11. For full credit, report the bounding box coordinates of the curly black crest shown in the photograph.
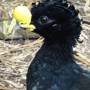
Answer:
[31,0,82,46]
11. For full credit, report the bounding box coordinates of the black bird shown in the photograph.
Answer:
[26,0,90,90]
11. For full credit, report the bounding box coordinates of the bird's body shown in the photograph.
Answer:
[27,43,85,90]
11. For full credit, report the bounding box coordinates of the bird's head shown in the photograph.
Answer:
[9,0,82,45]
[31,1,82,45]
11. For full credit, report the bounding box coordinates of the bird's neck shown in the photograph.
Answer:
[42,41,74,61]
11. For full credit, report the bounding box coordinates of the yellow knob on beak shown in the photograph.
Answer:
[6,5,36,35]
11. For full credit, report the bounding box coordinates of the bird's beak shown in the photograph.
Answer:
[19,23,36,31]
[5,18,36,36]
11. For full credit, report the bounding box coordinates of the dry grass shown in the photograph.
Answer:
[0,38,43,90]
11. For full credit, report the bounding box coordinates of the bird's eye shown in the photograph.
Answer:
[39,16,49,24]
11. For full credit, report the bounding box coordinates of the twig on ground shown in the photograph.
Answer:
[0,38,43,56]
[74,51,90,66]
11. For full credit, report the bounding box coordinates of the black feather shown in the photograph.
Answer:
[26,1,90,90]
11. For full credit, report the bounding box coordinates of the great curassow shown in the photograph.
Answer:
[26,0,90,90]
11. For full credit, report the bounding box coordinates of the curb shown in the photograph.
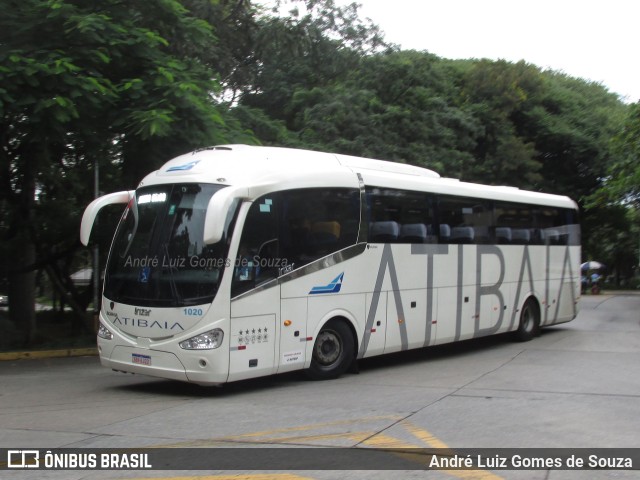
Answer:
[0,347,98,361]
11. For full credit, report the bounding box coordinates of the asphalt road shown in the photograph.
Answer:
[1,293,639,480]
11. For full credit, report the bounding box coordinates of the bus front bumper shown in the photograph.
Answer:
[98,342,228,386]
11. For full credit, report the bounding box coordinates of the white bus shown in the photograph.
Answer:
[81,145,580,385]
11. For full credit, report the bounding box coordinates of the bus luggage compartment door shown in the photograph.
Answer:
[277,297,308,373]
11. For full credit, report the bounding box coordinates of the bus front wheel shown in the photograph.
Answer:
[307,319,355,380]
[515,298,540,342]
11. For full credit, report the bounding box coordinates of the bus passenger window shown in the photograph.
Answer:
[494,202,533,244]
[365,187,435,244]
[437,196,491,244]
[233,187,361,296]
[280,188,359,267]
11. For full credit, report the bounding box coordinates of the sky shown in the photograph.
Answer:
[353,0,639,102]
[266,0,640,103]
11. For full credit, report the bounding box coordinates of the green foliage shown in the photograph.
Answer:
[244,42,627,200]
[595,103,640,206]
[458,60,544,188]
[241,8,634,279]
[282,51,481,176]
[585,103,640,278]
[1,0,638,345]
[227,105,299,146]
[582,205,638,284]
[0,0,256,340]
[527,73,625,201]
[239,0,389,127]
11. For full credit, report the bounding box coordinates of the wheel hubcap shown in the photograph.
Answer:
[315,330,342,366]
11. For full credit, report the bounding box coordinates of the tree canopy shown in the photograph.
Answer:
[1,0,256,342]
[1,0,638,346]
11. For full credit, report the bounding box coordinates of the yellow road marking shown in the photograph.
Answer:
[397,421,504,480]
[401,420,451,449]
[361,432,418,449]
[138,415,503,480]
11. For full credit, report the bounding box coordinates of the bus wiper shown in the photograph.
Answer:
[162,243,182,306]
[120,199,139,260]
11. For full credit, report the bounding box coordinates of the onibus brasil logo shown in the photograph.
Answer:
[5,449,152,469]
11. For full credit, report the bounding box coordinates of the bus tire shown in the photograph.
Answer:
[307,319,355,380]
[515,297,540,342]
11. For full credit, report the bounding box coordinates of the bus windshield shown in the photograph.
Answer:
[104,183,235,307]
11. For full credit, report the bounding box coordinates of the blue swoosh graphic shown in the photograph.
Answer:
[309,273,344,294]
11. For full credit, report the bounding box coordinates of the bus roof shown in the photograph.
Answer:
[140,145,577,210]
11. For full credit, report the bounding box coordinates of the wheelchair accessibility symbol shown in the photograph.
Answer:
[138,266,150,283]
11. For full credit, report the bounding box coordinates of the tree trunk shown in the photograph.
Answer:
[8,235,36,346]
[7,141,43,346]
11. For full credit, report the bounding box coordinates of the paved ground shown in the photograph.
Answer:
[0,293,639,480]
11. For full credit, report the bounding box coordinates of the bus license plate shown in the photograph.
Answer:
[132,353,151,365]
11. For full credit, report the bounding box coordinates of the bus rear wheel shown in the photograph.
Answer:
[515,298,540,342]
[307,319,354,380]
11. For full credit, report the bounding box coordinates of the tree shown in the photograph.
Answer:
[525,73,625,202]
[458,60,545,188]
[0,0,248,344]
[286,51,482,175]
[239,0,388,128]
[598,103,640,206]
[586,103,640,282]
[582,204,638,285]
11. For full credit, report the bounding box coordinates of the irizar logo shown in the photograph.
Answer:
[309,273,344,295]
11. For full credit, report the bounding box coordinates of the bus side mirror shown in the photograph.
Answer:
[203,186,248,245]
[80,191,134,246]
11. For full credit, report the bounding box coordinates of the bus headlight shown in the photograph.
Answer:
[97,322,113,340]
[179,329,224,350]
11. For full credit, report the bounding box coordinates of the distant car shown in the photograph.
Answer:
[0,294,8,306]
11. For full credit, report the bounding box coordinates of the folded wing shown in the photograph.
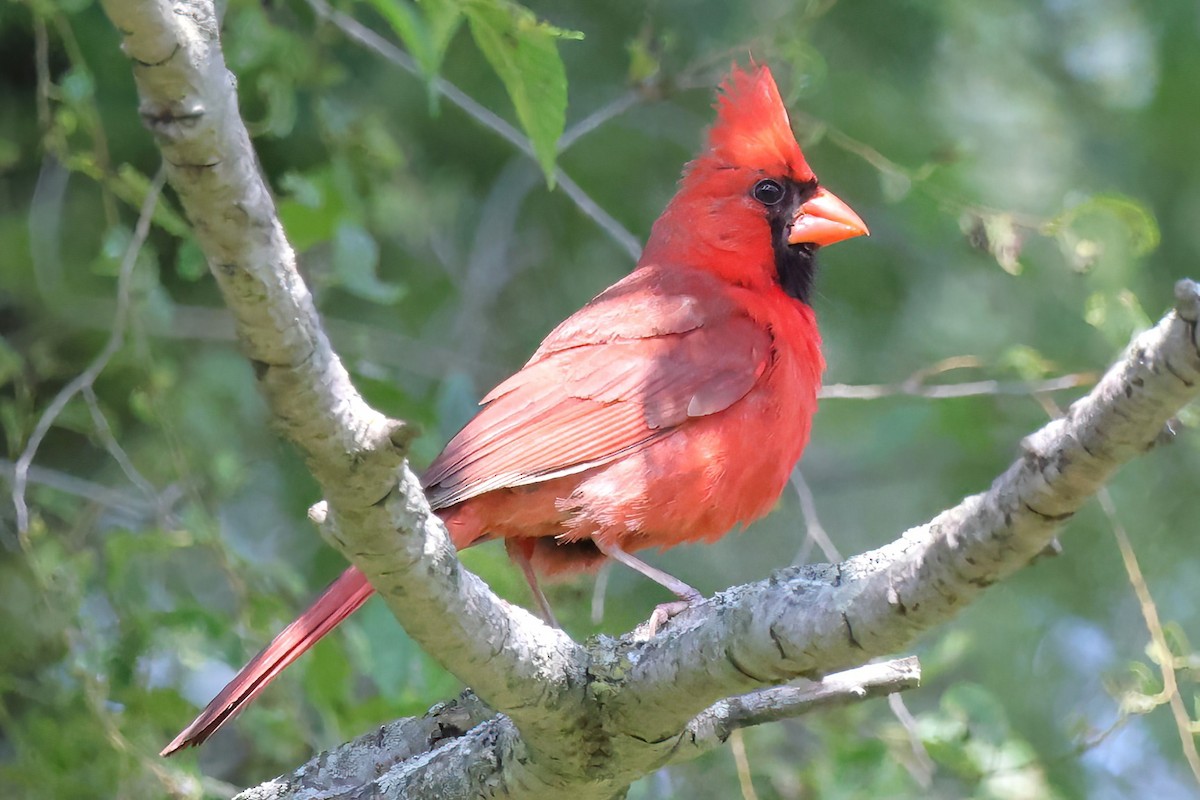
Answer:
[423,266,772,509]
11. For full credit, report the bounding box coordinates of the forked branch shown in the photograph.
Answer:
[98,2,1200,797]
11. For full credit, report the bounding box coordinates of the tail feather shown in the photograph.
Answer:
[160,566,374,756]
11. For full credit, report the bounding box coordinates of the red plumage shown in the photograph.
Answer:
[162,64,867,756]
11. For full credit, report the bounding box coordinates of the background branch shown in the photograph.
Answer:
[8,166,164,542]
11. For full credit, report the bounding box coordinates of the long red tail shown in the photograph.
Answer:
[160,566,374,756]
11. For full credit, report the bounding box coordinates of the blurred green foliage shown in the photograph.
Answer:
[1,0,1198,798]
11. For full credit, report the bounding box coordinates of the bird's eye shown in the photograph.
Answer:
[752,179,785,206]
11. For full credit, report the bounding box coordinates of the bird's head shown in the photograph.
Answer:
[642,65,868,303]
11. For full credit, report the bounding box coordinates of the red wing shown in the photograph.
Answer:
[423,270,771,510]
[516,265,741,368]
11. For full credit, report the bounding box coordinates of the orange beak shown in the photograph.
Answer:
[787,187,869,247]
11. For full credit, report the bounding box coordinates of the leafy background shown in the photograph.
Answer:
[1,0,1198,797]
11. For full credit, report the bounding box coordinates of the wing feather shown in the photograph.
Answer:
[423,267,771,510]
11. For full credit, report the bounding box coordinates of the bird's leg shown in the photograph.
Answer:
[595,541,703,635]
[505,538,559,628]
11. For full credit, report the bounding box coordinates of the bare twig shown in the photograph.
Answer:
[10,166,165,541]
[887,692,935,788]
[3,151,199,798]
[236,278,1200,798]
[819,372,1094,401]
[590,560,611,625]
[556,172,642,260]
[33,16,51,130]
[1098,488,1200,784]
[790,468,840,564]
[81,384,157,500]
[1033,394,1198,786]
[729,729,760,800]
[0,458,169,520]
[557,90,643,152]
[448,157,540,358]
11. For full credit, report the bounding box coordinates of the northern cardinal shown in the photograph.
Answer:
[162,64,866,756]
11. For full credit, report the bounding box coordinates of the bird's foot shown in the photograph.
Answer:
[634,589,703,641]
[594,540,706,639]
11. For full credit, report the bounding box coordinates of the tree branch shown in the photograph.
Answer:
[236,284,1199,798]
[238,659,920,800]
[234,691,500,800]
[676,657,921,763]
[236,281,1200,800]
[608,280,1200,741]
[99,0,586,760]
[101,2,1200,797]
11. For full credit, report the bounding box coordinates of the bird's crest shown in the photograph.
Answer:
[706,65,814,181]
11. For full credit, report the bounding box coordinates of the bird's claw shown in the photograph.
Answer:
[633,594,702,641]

::::::::::

• Your goal: Set down again, exactly, every line above from the one with "bird shown in the photograph." down to the one with "road shown in the photograph.", both ends included. No pictures, and nothing else.

• Reply to the task:
11. For full credit, report the bounding box coordinates of the black bird shown in the photograph.
Answer:
[26,0,90,90]
11. For full credit, report the bounding box coordinates of the bird's body shown in the photograph.
Answer:
[27,43,85,90]
11. For full credit, report the bounding box coordinates of the bird's head shown in the photograph.
Answer:
[9,0,82,45]
[31,1,82,45]
11. For full credit, report the bounding box coordinates of the bird's neck shown in the photograph.
Answer:
[42,41,74,61]
11. For full credit, report the bounding box coordinates of the yellow knob on beak shown in the photograph.
Answer:
[6,5,36,35]
11. For full credit, report the bounding box coordinates of the bird's beak shown in the photograph.
Answer:
[19,23,36,31]
[5,18,36,36]
11. For full credit, report the bounding box coordinates of the dry grass shown in the photograph.
Answer:
[0,38,43,90]
11. For full credit, report the bounding box coordinates of the bird's eye shown in the photograph.
Answer:
[39,16,49,24]
11. For full credit, report the bounding box coordinates of the twig on ground shown in the photograph.
Answer:
[0,38,43,56]
[74,51,90,66]
11. For full credit, report the bounding box coordinates of the black feather shown in the photograph.
Answer:
[26,1,90,90]
11. For full credit, report the bounding box coordinates of the great curassow shown in the photograph.
Answer:
[26,0,90,90]
11. For full credit, report the bounding box coordinates of the curb shown in the photograph.
Answer:
[0,347,98,361]
11. For full credit, report the bounding box coordinates of the asphalt road shown in the photograph.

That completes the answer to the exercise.